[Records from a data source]
━━━━

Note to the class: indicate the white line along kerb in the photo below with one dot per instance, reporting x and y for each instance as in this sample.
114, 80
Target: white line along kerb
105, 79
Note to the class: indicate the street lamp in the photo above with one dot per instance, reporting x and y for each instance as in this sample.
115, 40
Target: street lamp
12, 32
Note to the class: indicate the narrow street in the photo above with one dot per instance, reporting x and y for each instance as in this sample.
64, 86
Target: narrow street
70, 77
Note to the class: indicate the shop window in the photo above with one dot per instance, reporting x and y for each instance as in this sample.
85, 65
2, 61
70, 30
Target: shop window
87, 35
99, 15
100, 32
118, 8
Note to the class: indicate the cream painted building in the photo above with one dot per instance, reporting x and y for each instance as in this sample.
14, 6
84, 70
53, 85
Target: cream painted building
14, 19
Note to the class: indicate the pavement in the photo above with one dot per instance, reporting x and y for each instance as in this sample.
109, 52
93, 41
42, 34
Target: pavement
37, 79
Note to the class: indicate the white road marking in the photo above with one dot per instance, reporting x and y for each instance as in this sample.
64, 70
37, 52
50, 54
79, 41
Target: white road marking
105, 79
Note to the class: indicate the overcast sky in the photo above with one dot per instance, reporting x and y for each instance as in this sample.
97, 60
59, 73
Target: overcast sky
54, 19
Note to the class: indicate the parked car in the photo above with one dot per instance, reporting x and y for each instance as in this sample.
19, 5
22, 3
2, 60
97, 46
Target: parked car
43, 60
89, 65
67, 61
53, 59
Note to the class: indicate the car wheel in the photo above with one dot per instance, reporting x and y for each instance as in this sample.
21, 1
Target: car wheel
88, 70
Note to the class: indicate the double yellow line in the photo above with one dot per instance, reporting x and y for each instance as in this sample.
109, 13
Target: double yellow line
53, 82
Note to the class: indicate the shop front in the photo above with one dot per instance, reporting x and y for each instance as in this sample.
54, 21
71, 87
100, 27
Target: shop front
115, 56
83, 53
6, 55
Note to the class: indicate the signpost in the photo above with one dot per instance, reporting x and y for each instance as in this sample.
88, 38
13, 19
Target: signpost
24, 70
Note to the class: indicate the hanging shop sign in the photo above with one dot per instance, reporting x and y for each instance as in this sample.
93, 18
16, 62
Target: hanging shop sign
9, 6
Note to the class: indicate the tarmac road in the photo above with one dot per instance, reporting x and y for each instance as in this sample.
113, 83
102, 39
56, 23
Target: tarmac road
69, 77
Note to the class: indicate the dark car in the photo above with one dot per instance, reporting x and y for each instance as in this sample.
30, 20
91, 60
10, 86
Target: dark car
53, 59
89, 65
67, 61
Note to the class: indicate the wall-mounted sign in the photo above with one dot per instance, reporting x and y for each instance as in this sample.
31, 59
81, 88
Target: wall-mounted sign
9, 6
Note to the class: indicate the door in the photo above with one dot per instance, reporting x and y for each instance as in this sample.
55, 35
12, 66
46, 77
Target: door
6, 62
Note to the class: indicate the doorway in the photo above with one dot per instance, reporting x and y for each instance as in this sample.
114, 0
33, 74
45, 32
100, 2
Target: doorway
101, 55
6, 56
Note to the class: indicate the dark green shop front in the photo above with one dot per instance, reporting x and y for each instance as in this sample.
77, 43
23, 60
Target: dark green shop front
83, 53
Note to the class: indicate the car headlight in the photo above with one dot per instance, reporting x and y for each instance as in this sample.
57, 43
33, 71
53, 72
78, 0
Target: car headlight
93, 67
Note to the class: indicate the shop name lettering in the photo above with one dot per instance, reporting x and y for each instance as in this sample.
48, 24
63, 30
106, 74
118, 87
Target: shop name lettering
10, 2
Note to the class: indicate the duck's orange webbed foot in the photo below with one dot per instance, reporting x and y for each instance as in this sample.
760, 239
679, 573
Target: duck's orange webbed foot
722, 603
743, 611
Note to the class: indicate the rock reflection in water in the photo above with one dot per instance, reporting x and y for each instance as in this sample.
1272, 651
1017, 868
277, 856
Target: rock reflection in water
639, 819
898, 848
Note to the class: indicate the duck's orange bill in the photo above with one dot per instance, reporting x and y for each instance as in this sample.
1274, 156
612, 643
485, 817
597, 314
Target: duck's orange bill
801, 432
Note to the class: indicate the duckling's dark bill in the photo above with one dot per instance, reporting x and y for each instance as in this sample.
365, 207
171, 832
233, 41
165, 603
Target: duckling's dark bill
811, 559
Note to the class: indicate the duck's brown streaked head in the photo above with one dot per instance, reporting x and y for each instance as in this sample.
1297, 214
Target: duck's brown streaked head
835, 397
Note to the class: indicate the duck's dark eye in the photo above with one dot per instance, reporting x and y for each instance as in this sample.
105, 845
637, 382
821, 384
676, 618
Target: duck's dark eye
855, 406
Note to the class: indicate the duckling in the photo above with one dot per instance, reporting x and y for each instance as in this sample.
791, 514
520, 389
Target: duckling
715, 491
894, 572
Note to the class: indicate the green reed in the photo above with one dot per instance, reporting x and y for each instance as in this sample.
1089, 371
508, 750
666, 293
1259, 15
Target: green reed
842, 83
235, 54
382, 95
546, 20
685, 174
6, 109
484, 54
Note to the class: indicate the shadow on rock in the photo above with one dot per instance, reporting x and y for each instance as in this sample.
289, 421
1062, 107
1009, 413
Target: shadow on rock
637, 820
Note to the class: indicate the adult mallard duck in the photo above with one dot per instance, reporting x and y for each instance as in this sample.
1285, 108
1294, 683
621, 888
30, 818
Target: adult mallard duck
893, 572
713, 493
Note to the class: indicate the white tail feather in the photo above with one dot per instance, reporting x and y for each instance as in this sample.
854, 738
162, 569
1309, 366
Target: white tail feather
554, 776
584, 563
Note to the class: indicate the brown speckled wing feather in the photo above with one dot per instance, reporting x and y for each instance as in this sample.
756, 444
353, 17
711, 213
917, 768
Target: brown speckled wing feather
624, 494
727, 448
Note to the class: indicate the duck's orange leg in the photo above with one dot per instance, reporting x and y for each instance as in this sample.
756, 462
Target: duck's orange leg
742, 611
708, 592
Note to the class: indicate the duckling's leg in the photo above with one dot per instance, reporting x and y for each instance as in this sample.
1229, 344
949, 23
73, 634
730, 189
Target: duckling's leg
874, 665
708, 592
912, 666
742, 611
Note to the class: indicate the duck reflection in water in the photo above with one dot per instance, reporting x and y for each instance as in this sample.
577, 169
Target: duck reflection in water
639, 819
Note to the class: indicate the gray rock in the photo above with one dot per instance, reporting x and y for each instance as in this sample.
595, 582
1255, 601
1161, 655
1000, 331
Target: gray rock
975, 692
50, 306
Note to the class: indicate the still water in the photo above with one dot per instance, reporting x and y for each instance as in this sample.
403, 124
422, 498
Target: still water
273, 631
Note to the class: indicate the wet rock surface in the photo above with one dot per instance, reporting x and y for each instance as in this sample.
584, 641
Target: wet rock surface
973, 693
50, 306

━━━━

WHAT THE EXERCISE ASKS: Write out every entry word for word.

ANSWER TO THIS TASK:
Note to the class: indicate the white line along kerb in the photo below with one dot per instance, reporting x and y for each instance as in this sample.
114, 80
Target: white line along kerb
105, 79
Note to the class: indicate the street lamp in the photo above with one dot per instance, reporting x and y for each instance as in this sample.
115, 40
Target: street lamp
12, 32
Note to the class: indicate the narrow street in the photo above with one dot per instance, reporting x and y for each instance as in this sample.
64, 86
Target: narrow street
70, 77
Note to the class: indicate the shop window in the photo above with one dot per instance, reporting x and y for each instance as in this sample.
85, 65
2, 61
70, 30
Target: shop window
87, 35
99, 15
100, 32
118, 8
Note to the class: indicate the cream painted building in the photo above with one dot per instance, reporting x and y for each instance as in this sample.
14, 6
84, 70
53, 85
Target: cream painted building
14, 19
Note to the class: indicate the pavement in the photo above with one dot per instance, reporting x and y for each instance as in this sample.
109, 52
93, 41
42, 34
Target: pavement
37, 79
Note to the class: indicate the white road marking in the photo above with one dot per instance, reporting x and y for each instance as in this sample.
64, 70
37, 52
50, 54
79, 41
Target: white road marking
105, 79
Note to the class: indicate the overcast sky in the photo above with one dot per instance, reporting x and y for each instance as in this sample.
97, 60
59, 73
Target: overcast sky
54, 19
Note to the class: indicate the parked car in the photo above with one dot per instance, reporting x and y for each instance as in this sample.
19, 5
22, 3
2, 60
97, 46
Target: parked car
43, 60
89, 65
67, 61
53, 59
Note to the class: indicate the car wheel in the photo above with one dot per instance, reporting x and y for each instance as in this sample.
21, 1
Target: car wheel
88, 70
Note to the class: indicate the double yellow line in the photo above with one dot per instance, reporting x and y for each instance as in this sample.
109, 13
Target: double yellow line
53, 82
Note to the class: indicate the shop front in the photo above with one dot per instance, reporting x and y for each instance as in this sample.
54, 21
71, 87
100, 27
Target: shop front
115, 56
83, 53
6, 55
Note to the class: indicate the signpost in the photo above with one dot per instance, reporting x and y for each instance as in this sample.
88, 38
13, 19
Target: signpost
24, 70
Note to the class: indicate the hanging shop sign in the photo above with one dot per instance, reporting x and y for each instance as in this sample.
93, 18
16, 62
Target: hanging shop sign
9, 6
Note to the class: indicate the tarmac road in the photo above with one dot per instance, reporting x and y for each instance as in this sample.
113, 83
102, 39
56, 23
Target: tarmac road
69, 77
Note to the class: indicate the dark car in the photo above with one dot per instance, reporting x and y for each instance as in this sample.
30, 20
91, 60
10, 86
Target: dark car
53, 59
89, 65
67, 61
Note to the class: indicate the wall-mounted sign in the photo above with one dot per instance, reporting x and y for each instance as in this sample.
31, 59
81, 88
Target: wall-mounted sign
9, 6
Note to the class: indicate the door in the photo above with one dot per instance, reporting x and y for each instance as in this sample.
55, 35
12, 66
46, 77
Target: door
6, 62
Note to the class: indicate the doorway in the photo above with one dot per instance, reporting x and y for each instance as in this sample.
114, 0
33, 74
45, 32
100, 2
Target: doorway
101, 55
6, 56
Note to the class: indicate the dark green shop front in the photo above with one dot per instance, reporting x and y for each instance as in this sample.
77, 43
23, 60
Target: dark green shop front
83, 53
Note to the class: indicate the car headlight in the photo above with one dot per instance, reporting x and y for each instance as in this sample.
57, 43
33, 71
53, 72
78, 0
Target: car headlight
93, 67
Note to the class: indicate the shop name lettering in the photo above with one dot per instance, reporting x and y for each instance as in this sample.
48, 24
63, 30
106, 74
118, 87
Target: shop name lettering
10, 2
Note to the class: indicate the duck's orange webbed foot in the photo below with one dot per instance, reporting x and y for each instance as in this sample.
760, 239
679, 573
Target: duck's orange webbed foot
722, 603
743, 611
Note to the class: indicate the rock reflection in water in the photo above with one dot per instance, reporting x and y for each instance as in this sample.
1272, 651
1017, 868
277, 856
Target: rock reflection in water
639, 819
898, 848
Note to the class: indicate the duck's orange bill in the photo above with one dot per instance, reporting x and y for each instance as in this sample.
1274, 156
612, 643
485, 817
597, 314
Target: duck's orange bill
801, 432
Note to the class: indicate the duckling's dark bill in the photo above with one dot per instance, reporting x and y for each instance as in this sample.
365, 207
171, 832
233, 41
165, 603
Target: duckling's dark bill
811, 559
Note to the class: indicate the duck's brown streaked head in the photo above with one dot per instance, reporting x and y for each instance as in this sample.
1297, 214
Target: duck's brown streaked head
835, 397
Note to the class: indicate the duck's dark eye in the photo above with one dot per instance, reporting x and y for each instance as in this sample.
105, 845
637, 382
821, 384
676, 618
Target: duck's dark eye
855, 406
Note to the class: indicate the duckling in the photo above with one dot per instance, reporting x and y for each instance as in this sample.
791, 514
520, 389
Target: duckling
715, 491
894, 572
Note to the class: indicate the green reed in the photo above with one dot per instance, reporting x and y for each instance as in this sample.
1089, 371
508, 750
666, 293
1259, 15
Target: green reed
842, 83
235, 54
382, 95
546, 20
685, 174
6, 109
484, 54
Note to the class: indicate the shadow on rock in the photo above with one dot per instance, reporting x and y for each instance as in this sample.
289, 421
1062, 107
1009, 413
Target: shadow on rock
637, 820
Note to the class: indicate the adult mallard duck in the photo above with one dot per instance, reporting x and y for each instance as in this sample.
1285, 108
1294, 683
621, 888
30, 818
Target: adult mallard duck
893, 572
713, 493
Note to the class: indicate the white tail feather in the photo above with one dot per instance, reporting x and y for each instance as in this sample.
854, 738
162, 569
1309, 366
Target: white tail feather
554, 776
584, 563
Note to the class: indicate the brown speckled wing feather in the photo above with one dot per instance, reporting x and y for each instance as in this sample.
756, 444
353, 17
711, 213
917, 768
Target: brown speckled wing feather
624, 494
727, 448
Note to the class: indicate the duck's orange leg in the photo above with one dot per instance, reporting x and y for each instance as in this sample.
756, 462
Target: duck's orange leg
742, 611
708, 592
Note to the class: indicate the duckling's leg in the photo above with one dot per instance, reporting x and y for each instance as in this sample.
1229, 344
949, 23
73, 634
730, 189
Target: duckling's leg
874, 665
708, 592
912, 666
742, 611
Note to the class: indicate the duck reflection in water in the photo above with one dot per instance, reporting x and y for each instance as in this sample.
577, 169
Target: duck reflection in water
639, 819
Note to the class: indicate the gray rock in the photo above with one dot per instance, reporting x and y for each instance as in this sample.
595, 582
1255, 601
1161, 655
1000, 331
Target: gray rock
975, 692
50, 306
Note to the class: indicate the still water in the photo above with one dot per instance, reporting x and y for each instance as in this sample.
403, 124
422, 498
Target: still water
273, 631
Note to the class: indicate the wet rock surface in the photo above with one dot per instance, reporting x and y for each instance as in this sample.
584, 641
Target: wet rock surface
973, 693
50, 306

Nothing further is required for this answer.